§ Selected extract
Well as he said, a statically typed language is better in that kind of situation because it enables a better class of tooling and the typing system enforces certain style constraints, that enables better quality of code analysis en mass.

Python specifically is very lightweight in this regards with little in the way of naming constraints (vs for instance Ruby having different formatting rules for different types)

So yeah, it’s not “just like any other language” - horses for courses


I really don't get people. Instagram and Dropbox, through typing annotations in Python, are gradually improving a language that has codebases running globally, from YouTube to NASA.

Clearly something is right with the situation when the incentives are aligned for a tech company to contribute back to the open source community in such fundamental ways. So why look for the mole and think "They should have done it differently", when doing it differently has a high likelihood to mean not being as successful as they are today, and not having the occasion to contribute back?

It's like telling a successful charity "You should just take everyone's money and spend it on lamborghinis instead of wasting time building wells in africa".


No, it's like asking someone who spent a lot of time building an octagonal wheel and is now trying to shave down the corners... why didn't you use a circle to begin with.


To me, this is a metaphor that might better explain it, "You need a different approach for getting your first million than your second." (I've heard it attributed to customers, revenue, personal income, etc). It sounds like Python (and features like dynamic typing) works very well at bootstrapping and developing. They're leveraging different features (more like static typing) once they get larger and more time is spent on maintenance (and rewriting everything isn't appealing [1]).

Honestly, your octagonal wheel metaphor works, too. Building the first car you spend a lot of time on octagonal (crude) wheels, but later spend a lot more money on round (precision) wheels. You could have gone bankrupt spending money originally on round wheels that were the wrong size.

Entries pointing to named objects

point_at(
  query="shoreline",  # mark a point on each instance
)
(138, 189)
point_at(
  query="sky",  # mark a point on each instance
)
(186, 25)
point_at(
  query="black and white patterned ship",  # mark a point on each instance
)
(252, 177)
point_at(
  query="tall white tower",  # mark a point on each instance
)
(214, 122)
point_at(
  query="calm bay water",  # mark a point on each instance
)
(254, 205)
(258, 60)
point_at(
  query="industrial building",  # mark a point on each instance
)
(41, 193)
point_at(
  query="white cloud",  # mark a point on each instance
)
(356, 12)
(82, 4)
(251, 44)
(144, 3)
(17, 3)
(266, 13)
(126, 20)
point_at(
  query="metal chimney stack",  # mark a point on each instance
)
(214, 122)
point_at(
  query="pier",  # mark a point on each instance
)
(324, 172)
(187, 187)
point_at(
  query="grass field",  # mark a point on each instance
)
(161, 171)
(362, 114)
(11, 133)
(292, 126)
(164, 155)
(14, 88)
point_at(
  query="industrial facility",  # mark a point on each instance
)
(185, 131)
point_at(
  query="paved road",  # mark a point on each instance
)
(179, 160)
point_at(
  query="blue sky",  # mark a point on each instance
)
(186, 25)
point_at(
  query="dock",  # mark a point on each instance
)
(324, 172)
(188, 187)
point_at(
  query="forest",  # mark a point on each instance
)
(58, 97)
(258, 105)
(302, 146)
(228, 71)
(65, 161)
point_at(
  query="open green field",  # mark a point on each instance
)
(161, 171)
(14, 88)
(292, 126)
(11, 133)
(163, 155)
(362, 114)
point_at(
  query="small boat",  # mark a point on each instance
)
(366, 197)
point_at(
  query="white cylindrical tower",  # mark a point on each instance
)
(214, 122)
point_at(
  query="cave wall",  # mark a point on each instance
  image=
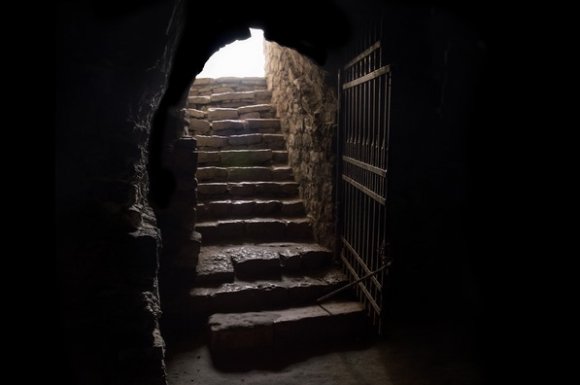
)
(306, 106)
(113, 80)
(111, 75)
(122, 75)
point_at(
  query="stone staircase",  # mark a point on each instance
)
(259, 272)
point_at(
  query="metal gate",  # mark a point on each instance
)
(363, 143)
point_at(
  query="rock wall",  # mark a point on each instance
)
(111, 75)
(307, 108)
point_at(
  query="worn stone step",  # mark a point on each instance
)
(214, 265)
(243, 190)
(220, 263)
(255, 230)
(238, 296)
(220, 209)
(244, 174)
(244, 141)
(253, 157)
(202, 99)
(227, 127)
(231, 333)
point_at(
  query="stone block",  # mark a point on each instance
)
(195, 100)
(253, 262)
(199, 125)
(222, 113)
(245, 157)
(233, 96)
(211, 173)
(255, 108)
(212, 188)
(203, 81)
(241, 189)
(212, 141)
(192, 113)
(244, 140)
(227, 125)
(249, 173)
(263, 125)
(208, 157)
(214, 266)
(250, 115)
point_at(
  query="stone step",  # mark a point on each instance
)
(231, 333)
(242, 296)
(233, 99)
(225, 158)
(221, 263)
(247, 208)
(244, 174)
(239, 127)
(207, 86)
(210, 114)
(243, 190)
(238, 142)
(229, 127)
(244, 112)
(255, 230)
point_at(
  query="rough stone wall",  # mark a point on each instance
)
(111, 74)
(307, 108)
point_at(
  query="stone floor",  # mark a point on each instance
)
(410, 355)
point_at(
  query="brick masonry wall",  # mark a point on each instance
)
(307, 109)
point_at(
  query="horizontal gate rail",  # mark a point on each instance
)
(363, 288)
(364, 54)
(364, 189)
(362, 263)
(370, 76)
(366, 166)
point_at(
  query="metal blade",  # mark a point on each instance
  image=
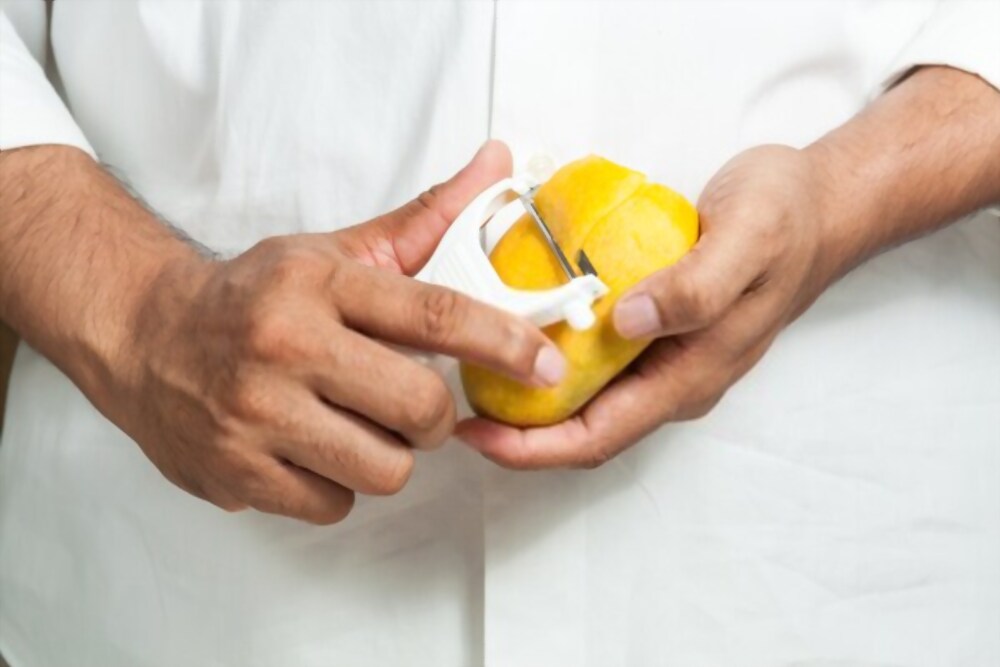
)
(529, 205)
(585, 264)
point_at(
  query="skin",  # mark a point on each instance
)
(779, 226)
(260, 381)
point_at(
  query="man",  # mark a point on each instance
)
(838, 508)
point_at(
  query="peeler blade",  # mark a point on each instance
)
(585, 264)
(527, 200)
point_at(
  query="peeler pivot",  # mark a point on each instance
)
(460, 263)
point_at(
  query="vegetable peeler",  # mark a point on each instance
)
(460, 261)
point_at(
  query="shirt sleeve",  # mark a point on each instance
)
(964, 34)
(31, 112)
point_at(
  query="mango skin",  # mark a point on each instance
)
(629, 229)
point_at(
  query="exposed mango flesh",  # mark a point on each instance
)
(629, 229)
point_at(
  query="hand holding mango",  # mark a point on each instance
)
(629, 228)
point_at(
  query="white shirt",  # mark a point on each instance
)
(841, 506)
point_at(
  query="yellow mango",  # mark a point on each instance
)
(629, 228)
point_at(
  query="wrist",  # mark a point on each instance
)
(842, 217)
(156, 308)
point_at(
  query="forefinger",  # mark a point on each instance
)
(435, 319)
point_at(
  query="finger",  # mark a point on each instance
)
(436, 319)
(618, 416)
(694, 292)
(391, 390)
(406, 237)
(283, 488)
(344, 448)
(676, 379)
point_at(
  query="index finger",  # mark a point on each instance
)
(436, 319)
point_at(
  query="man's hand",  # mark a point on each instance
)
(779, 225)
(267, 380)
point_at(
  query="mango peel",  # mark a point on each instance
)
(629, 228)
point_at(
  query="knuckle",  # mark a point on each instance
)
(429, 201)
(249, 482)
(695, 302)
(271, 336)
(441, 309)
(249, 401)
(334, 511)
(393, 477)
(428, 410)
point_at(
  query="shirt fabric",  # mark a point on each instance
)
(840, 506)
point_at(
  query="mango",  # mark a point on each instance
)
(629, 228)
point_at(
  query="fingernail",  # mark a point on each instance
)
(637, 316)
(550, 366)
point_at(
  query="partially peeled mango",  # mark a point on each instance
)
(628, 228)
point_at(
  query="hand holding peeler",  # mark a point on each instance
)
(460, 261)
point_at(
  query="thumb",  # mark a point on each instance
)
(691, 294)
(405, 238)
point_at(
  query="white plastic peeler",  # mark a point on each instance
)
(461, 263)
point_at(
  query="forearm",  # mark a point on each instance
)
(77, 255)
(924, 154)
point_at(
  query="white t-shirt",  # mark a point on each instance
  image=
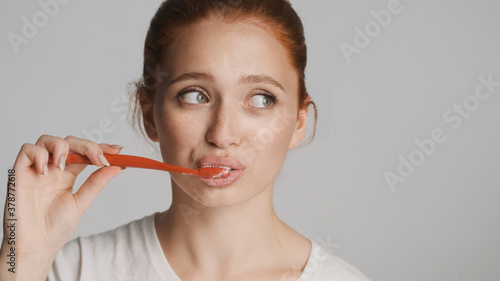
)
(133, 252)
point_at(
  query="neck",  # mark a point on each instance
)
(217, 238)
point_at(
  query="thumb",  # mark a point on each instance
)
(93, 186)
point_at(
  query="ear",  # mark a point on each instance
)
(147, 107)
(300, 126)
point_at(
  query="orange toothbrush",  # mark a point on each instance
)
(145, 163)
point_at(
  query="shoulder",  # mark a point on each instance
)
(324, 266)
(109, 251)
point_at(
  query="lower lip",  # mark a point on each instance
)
(233, 177)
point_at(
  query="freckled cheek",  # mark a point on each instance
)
(179, 135)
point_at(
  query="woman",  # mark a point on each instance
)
(234, 97)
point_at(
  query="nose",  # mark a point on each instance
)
(224, 130)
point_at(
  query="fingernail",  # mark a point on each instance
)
(103, 160)
(62, 162)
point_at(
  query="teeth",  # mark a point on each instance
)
(213, 166)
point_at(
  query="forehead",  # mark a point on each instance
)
(228, 51)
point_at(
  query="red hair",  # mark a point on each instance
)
(276, 16)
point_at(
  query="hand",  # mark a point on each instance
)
(47, 211)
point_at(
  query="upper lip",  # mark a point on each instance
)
(213, 160)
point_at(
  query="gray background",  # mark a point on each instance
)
(440, 224)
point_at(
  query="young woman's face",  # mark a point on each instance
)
(230, 99)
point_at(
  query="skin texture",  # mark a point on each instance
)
(230, 232)
(208, 233)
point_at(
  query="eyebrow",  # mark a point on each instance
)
(248, 79)
(192, 76)
(254, 79)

§ Directives
1 – Copy the passage of the forum thread on Python typing from "Clearly something is" up to and including "to contribute back?".
2 – Continue the forum thread on Python typing from the point where it ends.
These lines have no connection to the forum thread.

§ Responses by task
1 –
Clearly something is right with the situation when the incentives are aligned for a tech company to contribute back to the open source community in such fundamental ways. So why look for the mole and think "They should have done it differently", when doing it differently has a high likelihood to mean not being as successful as they are today, and not having the occasion to contribute back?

2 –
[1] https://www.joelonsoftware.com/2000/04/06/things-you-should-...


They did not spend a lot of time building an octagonal wheel, they built a billion dollar company using Python. Now, when the code base has been proven, and the business rules solidified, they retrofit what they believe will make the code base easier to maintain.

Python is an excellent enabler of this kind of dynamic system evolution.


You've totally missed the analogy. See pfranz's comment.


No, I the analogy just wasn't very apt.

Python allowed them to build a successful company. Now, when their stack is mature and maintenance is more important than rapid prototyping, Python allows them to add type hinting.

Because they are engineers, they built a tool (in Python) that allows them to do it in an automated manner.

And all of this is great!

They are evolving their code to fit their needs; it's nothing like making a octagonal wheel and wishing you'd have gone for a round one in the beginning.


The point is that there is no property of python that allowed them to build a successful company that any statically typed language don't have. It is a completely unnecessary detour.

The cost of doing it right from the start is negligible.


The first language I learned (after Applesoft BASIC) was C. I wrote C for a long time. About 6 years ago I picked up Python. Today I find it much easier and much more pleasant to spin up a new idea in Python, to the point that it is my default choice for new projects with fuzzily defined goals. None of my ideas have become companies, but I could totally see just sticking with Python even past the point that it became unwieldy.


Between c and Python there is an ocean of languages...


I'm with the OP on this, I've experience with Java, C#, Python & C++.

I'm a big fan of rapid prototyping with Python to map out problem domains, and once the domain has been mapped properly, rewriting in a statically typed language if necessary.

Python is much better for prototyping than the other langs I've used. Because the syntax is almost pseudocode, and the duck-typing makes a lot of design patterns and boilerplate obsolete, so I can dedicate my headspace to the problem at hand.

Right tool for the right job, as they say.


True enough. I've dabbled in several. These are just the two I happen to have the most experience in and the ones that seemed relevant to my point.


You're assuming that the original developers would have been just as productive in a statically typed language as they were Python.

Big assumption.

Both because they might have known Python already and also because Python is quite a bit more newbie-friendly, concise and expressive than the mainstream statically typed languages.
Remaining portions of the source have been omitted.